▸ Problems and tasks:
**a)** Translate this sentence from the mom guilt article into Spanish: "I can’t emphasize enough that managing ADHD symptoms makes parenting a whole lot easier."
**b)** Answer these questions from the mom guilt article:
(i) How old is Kate?
(ii) Where did Mackenzie frequently have meltdowns?
(iii) What did the writer forget to bake for Mackenzie’s homeroom classmates?
**c)** Output, word for word, everything in the mom guilt article from "Think about your" down to "that the point?".

▸ Exercise text:
■ ■ ■
Mom Guilt Is Toxic. Here’s How to Ditch It.
When you’re a mother with ADHD, and you have a child with special needs, expectations — your own and other people’s — can be your unraveling. Don’t let mom guilt win. Instead, use these 8 strategies for find peace and happiness at home.
I have two young adult children. Kate, age 24, does not have ADHD. Mackenzie, my 21-year-old, does, along with mild cognitive impairments, speech and language difficulties, mood regulation, and oh… who’s counting? Her difficulties arose from a rare vaccine reaction she had as a baby. Mackenzie lives at home, and will likely be with us for five to 10 years more.
I wondered whether I had the parenting skills to raise her well because of my ADHD. With Mackenzie and me, it was the blind leading the blind. If I couldn’t keep my own workspace organized, how could I expect her to keep her bedroom and playroom in order? If I had problems with distractibility, how could I expect her to stay on task? Worse, given my own attention deficit disorder, it was difficult for me to help Mackenzie manage her ADHD symptoms.
I’m not alone. Women with ADHD contact me all the time, upset and anxious over their less-than-perfect parenting skills. I don’t have a magic bullet that will make any of this “mom guilt” go away. I do, however, have eight helpful suggestions that turned my ADHD motherhood into a wonderful, manageable experience:
Anticipate problems — and find solutions. As a mother with ADHD, I learned to maneuver around tense situations. Mackenzie frequently had meltdowns in the grocery store, so when I had to shop for food, I left her at home with a babysitter.
Get treatment for yourself and your child. I made sure that both of us got help from clinicians who were experienced in treating ADHD. I can’t emphasize enough that managing ADHD symptoms makes parenting a whole lot easier.
Think about your sanity. I paid high school and college students to help take care of Mackenzie during the day, even when I was home. I needed time and space away from mothering to recharge my batteries and pursue other interests.
Get rid of the guilt. I refused to allow my relatives — sister, mother, cousin — or neighbors to judge my parenting skills. What worked for them raising a child — one without ADHD — didn’t work for me. Raising Mackenzie was a different ballgame — because of her and because of me.
Change your expectations. It would have been great if the family could sit down together at dinner to discuss our day, but it wasn’t feasible. Mackenzie couldn’t sit still at the table, so I allowed her to eat in front of the TV. It made mealtime happy for all of us. Isn’t that the point?
Connect with your partner. It was easy to get swept up into the ADHD tornado at home. I learned to get away with my husband for a couple of hours for a dinner or a movie. It reduced stress, and it made all the difference in my attitude toward life — and Mackenzie — when I returned.
Get outside help. Think about hiring a professional organizer. I’ve used one a few times to clean up clutter in my daughter’s bedroom and organize my home office. It made a world of difference.
Laugh at the ADHD gremlins. I burnt dinner, and forgot to bake brownies for Mackenzie’s homeroom classmates. For a while, I beat myself up over it, but I learned to put my lapses in perspective. As years went by, whenever I’d screw up, I’d say, “Guess my ADHD is kicking in again.”
■ ■ ■
▸ Raw data:
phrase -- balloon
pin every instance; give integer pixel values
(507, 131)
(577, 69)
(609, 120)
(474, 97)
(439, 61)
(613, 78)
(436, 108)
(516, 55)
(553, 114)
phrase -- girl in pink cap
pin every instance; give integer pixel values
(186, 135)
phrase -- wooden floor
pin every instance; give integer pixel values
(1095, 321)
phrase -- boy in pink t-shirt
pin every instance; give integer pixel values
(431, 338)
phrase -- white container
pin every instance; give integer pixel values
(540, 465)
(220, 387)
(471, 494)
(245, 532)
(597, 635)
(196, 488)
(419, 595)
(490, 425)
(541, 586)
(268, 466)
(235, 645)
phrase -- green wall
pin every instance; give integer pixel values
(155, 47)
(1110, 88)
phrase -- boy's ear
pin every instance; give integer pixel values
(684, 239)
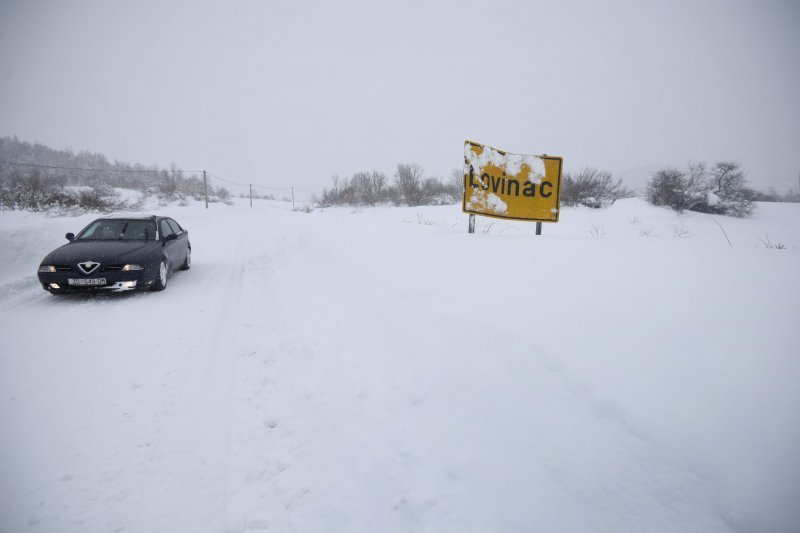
■ ■ ■
▸ Answers for this exercise:
**a)** No puedo enfatizar lo suficiente que controlar los síntomas del TDAH hace que la crianza sea mucho más fácil.

**b)**
(i) 24
(ii) In the grocery store
(iii) Brownies

**c)**
Think about your sanity. I paid high school and college students to help take care of Mackenzie during the day, even when I was home. I needed time and space away from mothering to recharge my batteries and pursue other interests.
Get rid of the guilt. I refused to allow my relatives — sister, mother, cousin — or neighbors to judge my parenting skills. What worked for them raising a child — one without ADHD — didn’t work for me. Raising Mackenzie was a different ballgame — because of her and because of me.
Change your expectations. It would have been great if the family could sit down together at dinner to discuss our day, but it wasn’t feasible. Mackenzie couldn’t sit still at the table, so I allowed her to eat in front of the TV. It made mealtime happy for all of us. Isn’t that the point?